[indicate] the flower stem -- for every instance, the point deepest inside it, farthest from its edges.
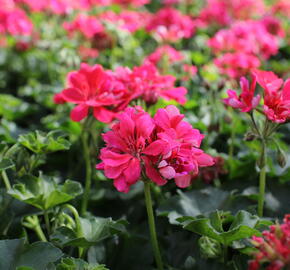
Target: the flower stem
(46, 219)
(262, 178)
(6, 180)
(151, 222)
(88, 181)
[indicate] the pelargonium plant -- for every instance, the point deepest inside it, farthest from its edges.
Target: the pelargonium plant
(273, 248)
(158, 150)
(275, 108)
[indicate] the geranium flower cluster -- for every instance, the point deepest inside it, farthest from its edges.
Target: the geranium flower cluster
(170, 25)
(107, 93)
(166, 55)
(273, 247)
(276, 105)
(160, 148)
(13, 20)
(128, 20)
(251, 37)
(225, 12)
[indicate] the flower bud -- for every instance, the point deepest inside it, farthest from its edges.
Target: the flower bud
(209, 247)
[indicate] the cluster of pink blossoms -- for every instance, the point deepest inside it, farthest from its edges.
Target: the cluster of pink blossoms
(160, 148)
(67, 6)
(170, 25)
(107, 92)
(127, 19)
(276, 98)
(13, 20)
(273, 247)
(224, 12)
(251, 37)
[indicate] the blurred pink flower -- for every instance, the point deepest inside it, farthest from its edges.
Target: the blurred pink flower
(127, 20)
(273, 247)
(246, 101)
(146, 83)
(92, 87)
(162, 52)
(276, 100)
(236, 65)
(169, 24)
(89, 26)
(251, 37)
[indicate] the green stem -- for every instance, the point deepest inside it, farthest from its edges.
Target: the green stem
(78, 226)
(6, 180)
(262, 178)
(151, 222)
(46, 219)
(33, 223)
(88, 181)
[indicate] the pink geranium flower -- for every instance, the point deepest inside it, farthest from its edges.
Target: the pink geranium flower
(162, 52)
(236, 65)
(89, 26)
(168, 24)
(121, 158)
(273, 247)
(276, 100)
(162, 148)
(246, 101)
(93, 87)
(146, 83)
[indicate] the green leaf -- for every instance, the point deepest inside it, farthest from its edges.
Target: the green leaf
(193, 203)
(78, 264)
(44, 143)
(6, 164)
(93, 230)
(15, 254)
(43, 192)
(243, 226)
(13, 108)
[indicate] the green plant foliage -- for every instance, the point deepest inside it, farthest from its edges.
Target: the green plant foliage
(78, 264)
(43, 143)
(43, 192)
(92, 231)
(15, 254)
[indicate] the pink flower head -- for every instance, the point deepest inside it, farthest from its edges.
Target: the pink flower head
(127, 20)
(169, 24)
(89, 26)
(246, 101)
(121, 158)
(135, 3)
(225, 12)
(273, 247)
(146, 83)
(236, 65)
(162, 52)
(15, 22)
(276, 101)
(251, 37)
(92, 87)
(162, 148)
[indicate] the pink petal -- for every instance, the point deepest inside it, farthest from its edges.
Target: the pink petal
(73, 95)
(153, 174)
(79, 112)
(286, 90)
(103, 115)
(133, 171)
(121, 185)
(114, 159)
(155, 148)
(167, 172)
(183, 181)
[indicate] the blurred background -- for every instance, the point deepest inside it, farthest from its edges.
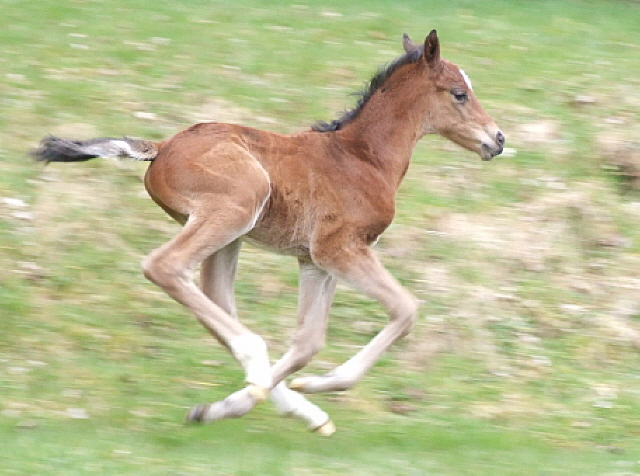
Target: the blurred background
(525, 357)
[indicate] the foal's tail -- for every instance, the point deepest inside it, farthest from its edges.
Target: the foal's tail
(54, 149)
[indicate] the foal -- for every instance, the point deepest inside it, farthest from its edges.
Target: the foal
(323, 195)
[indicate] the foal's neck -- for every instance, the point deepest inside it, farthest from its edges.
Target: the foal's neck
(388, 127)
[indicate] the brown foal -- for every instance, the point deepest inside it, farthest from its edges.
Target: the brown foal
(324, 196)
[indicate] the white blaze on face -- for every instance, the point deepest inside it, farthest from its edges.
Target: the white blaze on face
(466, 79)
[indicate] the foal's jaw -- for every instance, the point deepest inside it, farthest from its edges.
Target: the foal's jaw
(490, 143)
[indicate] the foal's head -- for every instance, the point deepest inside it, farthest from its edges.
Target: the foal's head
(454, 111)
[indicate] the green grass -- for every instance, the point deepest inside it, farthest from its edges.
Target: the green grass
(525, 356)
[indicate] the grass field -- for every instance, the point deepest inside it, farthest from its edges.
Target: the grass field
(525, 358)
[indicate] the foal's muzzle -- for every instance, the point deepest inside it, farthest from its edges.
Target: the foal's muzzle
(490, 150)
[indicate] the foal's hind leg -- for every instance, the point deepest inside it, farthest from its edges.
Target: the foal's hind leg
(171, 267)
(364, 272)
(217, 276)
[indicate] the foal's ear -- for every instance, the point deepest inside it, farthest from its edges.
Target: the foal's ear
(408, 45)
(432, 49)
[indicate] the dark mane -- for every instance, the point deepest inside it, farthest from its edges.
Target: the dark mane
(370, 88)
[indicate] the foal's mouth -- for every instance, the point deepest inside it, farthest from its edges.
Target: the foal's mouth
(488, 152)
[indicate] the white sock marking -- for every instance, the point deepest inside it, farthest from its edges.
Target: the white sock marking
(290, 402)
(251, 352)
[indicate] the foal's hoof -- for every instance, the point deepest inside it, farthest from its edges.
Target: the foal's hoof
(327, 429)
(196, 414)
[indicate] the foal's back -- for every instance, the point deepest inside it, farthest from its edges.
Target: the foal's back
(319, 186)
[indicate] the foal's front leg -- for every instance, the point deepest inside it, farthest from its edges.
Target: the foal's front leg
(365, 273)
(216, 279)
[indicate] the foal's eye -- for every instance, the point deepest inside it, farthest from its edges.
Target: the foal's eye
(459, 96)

===

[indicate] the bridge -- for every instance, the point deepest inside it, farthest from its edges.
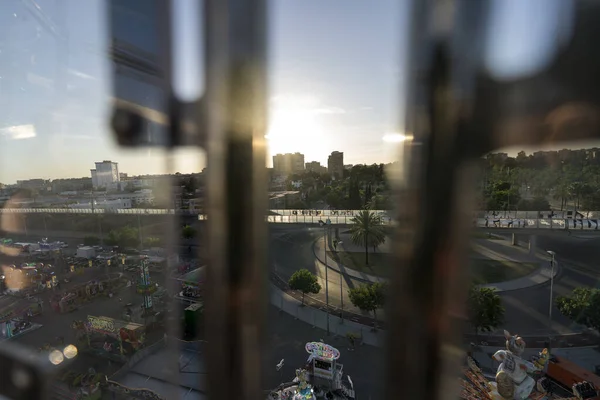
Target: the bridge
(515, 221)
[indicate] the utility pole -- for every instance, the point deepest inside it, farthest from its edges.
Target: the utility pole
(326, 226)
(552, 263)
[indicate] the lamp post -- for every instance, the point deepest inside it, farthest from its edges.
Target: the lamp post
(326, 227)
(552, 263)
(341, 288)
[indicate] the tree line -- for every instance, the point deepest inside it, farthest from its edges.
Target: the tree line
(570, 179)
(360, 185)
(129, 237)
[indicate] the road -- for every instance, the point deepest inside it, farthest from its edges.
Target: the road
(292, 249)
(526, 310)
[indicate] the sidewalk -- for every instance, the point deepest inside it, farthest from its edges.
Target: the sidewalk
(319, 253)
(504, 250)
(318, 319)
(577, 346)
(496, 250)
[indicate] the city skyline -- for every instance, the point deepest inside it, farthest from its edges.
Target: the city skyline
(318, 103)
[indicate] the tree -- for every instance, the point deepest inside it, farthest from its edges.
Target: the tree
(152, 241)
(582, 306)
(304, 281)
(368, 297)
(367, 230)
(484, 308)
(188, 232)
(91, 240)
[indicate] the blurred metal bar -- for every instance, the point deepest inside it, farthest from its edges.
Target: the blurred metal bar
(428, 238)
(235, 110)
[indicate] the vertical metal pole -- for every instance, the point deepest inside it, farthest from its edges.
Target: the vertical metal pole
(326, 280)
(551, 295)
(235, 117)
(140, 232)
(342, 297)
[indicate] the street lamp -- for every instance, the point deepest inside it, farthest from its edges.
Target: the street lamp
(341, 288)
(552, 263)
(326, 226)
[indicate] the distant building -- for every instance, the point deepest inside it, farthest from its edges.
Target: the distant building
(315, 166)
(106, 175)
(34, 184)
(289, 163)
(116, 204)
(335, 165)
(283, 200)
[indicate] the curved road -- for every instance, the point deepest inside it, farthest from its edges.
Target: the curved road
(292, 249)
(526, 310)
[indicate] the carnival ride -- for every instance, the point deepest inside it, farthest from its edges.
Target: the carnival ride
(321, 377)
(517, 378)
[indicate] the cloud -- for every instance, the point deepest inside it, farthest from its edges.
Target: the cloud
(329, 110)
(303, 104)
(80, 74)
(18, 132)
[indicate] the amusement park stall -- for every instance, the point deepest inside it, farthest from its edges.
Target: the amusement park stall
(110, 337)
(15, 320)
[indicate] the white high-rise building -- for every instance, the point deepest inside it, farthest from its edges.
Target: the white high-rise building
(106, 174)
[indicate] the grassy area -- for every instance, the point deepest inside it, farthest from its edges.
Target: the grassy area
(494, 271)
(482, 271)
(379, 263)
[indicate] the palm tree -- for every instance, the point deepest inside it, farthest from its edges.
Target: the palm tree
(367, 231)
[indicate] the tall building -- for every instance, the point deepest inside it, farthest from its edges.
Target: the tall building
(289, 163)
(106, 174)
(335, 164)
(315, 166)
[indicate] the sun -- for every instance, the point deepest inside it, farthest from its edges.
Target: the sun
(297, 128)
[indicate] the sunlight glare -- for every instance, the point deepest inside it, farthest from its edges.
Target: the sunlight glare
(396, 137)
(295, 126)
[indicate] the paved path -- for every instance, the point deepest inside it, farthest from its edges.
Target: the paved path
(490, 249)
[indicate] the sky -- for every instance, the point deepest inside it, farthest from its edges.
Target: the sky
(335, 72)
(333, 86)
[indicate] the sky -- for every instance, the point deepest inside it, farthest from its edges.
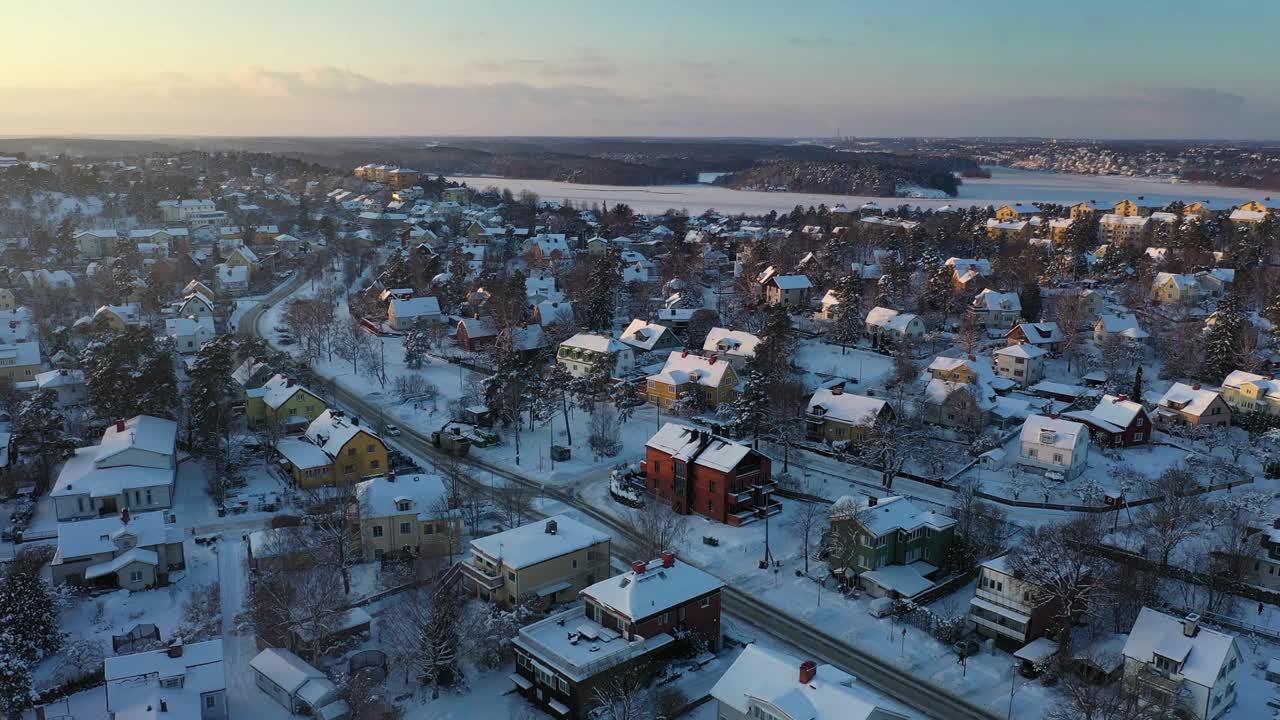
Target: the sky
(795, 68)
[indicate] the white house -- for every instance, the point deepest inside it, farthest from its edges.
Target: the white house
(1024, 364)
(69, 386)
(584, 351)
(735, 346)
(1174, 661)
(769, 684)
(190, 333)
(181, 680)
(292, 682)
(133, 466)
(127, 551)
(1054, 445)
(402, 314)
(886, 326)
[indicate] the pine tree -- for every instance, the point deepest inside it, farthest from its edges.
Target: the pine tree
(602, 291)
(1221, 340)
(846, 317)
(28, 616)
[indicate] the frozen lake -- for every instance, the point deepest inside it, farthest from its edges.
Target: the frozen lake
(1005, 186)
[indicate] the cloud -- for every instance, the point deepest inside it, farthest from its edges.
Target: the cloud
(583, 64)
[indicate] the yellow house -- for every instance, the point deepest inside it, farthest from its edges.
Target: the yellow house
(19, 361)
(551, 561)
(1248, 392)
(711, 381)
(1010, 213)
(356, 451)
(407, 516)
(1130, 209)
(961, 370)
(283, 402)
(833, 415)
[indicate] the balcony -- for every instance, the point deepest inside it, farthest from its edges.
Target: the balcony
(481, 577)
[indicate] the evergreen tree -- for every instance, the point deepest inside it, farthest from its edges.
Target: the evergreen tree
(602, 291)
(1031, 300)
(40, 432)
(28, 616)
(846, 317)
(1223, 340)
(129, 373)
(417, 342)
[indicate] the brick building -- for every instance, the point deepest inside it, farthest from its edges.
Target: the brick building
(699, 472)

===

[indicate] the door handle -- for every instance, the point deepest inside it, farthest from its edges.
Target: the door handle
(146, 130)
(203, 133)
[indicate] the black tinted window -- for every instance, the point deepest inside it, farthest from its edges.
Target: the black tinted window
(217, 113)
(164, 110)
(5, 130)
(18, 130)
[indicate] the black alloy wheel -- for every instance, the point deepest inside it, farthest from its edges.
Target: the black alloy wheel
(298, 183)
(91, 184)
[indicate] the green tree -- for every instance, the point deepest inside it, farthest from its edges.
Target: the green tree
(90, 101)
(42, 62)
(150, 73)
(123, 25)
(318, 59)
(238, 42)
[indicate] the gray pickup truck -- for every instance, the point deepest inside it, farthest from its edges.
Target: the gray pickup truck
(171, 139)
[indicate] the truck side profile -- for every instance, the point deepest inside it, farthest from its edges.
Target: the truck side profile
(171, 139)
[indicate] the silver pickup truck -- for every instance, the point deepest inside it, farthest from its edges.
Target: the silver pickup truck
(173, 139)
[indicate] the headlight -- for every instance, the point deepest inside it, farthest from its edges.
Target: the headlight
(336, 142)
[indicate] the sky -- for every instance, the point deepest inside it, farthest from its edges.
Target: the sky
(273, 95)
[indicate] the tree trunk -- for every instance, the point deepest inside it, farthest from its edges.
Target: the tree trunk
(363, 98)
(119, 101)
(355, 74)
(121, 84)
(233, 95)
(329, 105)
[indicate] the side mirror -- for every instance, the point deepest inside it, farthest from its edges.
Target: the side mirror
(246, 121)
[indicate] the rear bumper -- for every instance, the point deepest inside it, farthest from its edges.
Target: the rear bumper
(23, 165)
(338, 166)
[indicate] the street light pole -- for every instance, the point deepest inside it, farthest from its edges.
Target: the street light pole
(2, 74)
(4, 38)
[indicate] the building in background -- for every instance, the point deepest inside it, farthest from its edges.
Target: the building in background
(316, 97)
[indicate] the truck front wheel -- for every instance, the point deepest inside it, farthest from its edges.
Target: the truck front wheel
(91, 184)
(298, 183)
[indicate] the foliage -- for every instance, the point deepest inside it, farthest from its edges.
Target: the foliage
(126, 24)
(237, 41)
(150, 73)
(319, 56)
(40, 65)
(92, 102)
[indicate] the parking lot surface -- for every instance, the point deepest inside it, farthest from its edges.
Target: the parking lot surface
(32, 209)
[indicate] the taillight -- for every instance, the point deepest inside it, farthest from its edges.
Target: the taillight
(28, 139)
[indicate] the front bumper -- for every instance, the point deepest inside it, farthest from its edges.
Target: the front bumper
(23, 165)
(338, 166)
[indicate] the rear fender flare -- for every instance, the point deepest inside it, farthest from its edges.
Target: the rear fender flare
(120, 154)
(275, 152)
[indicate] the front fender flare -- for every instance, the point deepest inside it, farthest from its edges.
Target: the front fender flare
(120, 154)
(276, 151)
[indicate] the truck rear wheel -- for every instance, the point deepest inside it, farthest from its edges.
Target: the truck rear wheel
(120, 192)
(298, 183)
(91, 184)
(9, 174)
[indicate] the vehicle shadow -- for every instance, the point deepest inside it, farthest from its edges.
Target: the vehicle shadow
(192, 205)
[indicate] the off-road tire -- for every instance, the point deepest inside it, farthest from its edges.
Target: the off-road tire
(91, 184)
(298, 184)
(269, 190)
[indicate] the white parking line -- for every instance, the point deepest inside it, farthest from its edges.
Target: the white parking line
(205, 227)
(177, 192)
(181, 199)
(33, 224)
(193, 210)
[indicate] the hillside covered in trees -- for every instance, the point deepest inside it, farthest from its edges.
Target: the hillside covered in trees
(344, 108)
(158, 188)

===

Identify every line of the material above that contains the word "house", and copy each of those lines.

Expected output:
[indicate] the white house -- for every instance, the point deepest inside it, farthest from its edges.
Target: the white house
[indicate] the yellow house -- for every instance, the point deepest inside it, farthest from its edges.
Target: the yellow house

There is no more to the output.